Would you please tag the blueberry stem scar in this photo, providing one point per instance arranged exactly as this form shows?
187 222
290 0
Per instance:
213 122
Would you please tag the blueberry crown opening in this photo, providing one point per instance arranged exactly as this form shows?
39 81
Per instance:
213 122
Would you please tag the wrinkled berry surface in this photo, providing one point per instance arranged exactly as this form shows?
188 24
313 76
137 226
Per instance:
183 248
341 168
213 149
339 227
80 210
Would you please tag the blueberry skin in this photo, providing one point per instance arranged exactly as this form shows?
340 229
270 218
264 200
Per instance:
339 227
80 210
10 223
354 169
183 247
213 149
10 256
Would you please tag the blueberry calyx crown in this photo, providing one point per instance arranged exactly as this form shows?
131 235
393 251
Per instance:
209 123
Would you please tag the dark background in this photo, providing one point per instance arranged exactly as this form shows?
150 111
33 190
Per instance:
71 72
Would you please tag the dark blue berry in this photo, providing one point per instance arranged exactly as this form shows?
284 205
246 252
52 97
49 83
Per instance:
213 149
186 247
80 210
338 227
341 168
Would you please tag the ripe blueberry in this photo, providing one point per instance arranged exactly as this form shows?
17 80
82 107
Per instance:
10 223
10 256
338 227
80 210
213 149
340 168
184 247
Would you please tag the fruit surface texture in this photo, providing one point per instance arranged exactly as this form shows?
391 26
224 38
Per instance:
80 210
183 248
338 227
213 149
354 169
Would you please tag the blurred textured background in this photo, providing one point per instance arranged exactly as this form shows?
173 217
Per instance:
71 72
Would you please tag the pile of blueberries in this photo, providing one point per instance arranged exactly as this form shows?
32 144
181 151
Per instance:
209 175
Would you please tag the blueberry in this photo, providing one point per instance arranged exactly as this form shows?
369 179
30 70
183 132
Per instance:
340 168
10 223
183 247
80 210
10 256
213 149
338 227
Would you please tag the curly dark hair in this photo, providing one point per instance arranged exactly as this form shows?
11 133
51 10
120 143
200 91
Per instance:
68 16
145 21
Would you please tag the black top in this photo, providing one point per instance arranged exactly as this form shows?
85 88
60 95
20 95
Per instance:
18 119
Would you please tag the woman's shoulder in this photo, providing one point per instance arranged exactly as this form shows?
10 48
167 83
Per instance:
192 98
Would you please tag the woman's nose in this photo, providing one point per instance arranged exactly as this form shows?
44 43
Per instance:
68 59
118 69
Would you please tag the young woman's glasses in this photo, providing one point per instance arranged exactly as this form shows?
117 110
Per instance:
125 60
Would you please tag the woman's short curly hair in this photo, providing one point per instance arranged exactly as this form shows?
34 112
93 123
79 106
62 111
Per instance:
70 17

========================================================================

## Work instruction
If a line in the records above includes the string "crown", copy it.

## Your response
Would you please tag the blueberry crown opening in this photo, providing one point per instance arranged exactly as this form shows?
Would you please tag the blueberry calyx crown in this photo, providing one point per instance arranged exactly as this form shows?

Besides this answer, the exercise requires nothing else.